## The data
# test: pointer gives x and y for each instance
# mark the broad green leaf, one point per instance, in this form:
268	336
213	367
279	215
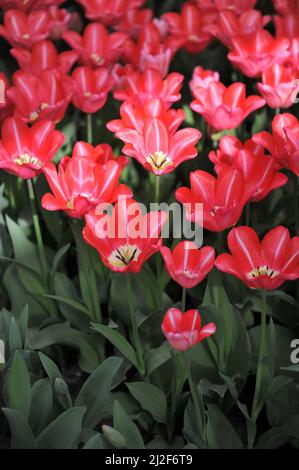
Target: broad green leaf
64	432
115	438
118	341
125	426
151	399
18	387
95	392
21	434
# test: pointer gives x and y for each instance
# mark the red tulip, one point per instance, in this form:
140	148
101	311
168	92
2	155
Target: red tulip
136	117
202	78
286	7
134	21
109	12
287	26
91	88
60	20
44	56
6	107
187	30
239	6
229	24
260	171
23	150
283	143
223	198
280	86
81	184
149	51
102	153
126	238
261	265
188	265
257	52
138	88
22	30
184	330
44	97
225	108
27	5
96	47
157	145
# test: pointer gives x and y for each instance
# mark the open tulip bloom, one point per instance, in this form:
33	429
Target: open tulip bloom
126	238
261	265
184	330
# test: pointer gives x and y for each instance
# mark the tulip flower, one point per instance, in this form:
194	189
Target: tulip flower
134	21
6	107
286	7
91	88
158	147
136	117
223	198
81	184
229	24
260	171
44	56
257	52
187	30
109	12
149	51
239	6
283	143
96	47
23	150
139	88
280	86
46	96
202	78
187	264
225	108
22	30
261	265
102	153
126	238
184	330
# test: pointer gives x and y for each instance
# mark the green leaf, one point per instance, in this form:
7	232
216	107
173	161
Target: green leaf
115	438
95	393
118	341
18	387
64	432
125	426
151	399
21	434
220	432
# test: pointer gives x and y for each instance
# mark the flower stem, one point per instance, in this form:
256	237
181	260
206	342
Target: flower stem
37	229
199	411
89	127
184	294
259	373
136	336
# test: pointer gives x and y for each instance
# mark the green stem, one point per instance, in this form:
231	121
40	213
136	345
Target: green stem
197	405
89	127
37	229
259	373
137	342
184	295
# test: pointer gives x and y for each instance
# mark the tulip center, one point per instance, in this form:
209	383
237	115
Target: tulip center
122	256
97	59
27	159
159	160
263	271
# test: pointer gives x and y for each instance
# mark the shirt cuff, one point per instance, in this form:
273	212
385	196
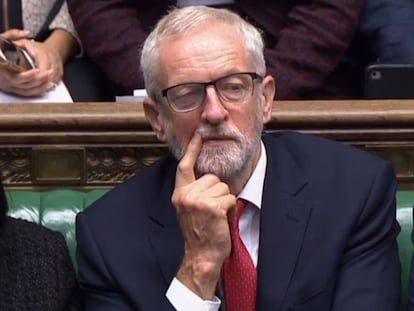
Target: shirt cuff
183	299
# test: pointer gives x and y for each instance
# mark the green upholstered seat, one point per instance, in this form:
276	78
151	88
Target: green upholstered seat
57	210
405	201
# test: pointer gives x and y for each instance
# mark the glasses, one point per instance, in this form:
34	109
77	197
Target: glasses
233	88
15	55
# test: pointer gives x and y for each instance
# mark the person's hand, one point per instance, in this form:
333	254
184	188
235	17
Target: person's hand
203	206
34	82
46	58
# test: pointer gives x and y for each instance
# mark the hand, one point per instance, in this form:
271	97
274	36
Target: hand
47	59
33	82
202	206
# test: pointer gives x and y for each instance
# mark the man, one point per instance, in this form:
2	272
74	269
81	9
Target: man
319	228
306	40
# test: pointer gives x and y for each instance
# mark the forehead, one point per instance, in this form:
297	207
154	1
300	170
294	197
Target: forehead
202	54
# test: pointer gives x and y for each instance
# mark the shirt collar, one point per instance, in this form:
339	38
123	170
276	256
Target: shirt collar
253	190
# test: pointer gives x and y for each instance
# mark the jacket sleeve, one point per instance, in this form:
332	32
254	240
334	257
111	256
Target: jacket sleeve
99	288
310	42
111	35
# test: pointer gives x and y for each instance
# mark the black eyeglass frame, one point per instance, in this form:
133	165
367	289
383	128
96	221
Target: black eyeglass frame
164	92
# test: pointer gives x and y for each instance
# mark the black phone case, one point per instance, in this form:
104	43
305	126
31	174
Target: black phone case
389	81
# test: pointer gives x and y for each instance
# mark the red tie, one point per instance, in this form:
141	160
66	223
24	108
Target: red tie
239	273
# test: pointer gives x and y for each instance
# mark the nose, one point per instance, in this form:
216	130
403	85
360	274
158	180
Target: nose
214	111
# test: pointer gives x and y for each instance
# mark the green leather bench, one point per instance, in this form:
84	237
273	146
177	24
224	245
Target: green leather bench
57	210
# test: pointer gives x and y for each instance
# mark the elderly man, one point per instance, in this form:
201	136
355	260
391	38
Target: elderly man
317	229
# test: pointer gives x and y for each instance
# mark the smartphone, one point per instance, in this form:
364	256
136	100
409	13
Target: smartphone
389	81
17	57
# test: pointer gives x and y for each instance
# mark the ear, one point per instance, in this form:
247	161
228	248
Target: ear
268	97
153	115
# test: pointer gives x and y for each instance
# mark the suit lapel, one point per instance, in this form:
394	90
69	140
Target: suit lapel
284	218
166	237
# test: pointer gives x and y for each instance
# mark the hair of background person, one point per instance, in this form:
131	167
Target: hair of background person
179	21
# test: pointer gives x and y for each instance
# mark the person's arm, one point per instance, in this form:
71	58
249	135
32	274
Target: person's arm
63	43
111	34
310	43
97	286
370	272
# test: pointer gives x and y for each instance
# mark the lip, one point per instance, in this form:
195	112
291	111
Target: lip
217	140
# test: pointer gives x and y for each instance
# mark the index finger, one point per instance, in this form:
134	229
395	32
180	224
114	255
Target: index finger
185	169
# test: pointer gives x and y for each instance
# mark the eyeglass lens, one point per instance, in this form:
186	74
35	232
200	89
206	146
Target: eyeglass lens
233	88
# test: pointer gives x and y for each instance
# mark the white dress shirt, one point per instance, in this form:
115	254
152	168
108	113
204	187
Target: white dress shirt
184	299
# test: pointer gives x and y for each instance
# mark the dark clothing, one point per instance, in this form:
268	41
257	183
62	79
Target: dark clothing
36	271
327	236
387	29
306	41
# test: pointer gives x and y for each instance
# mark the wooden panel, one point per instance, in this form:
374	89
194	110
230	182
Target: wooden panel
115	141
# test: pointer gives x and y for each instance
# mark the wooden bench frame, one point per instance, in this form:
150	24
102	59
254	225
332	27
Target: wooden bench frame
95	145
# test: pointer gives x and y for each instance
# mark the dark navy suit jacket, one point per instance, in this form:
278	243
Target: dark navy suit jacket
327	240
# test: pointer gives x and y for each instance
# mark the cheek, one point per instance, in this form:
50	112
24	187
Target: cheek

## The task
Looking at the entries above, how many lines contain the word "cheek"? Answer with the number alone.

## Written answer
2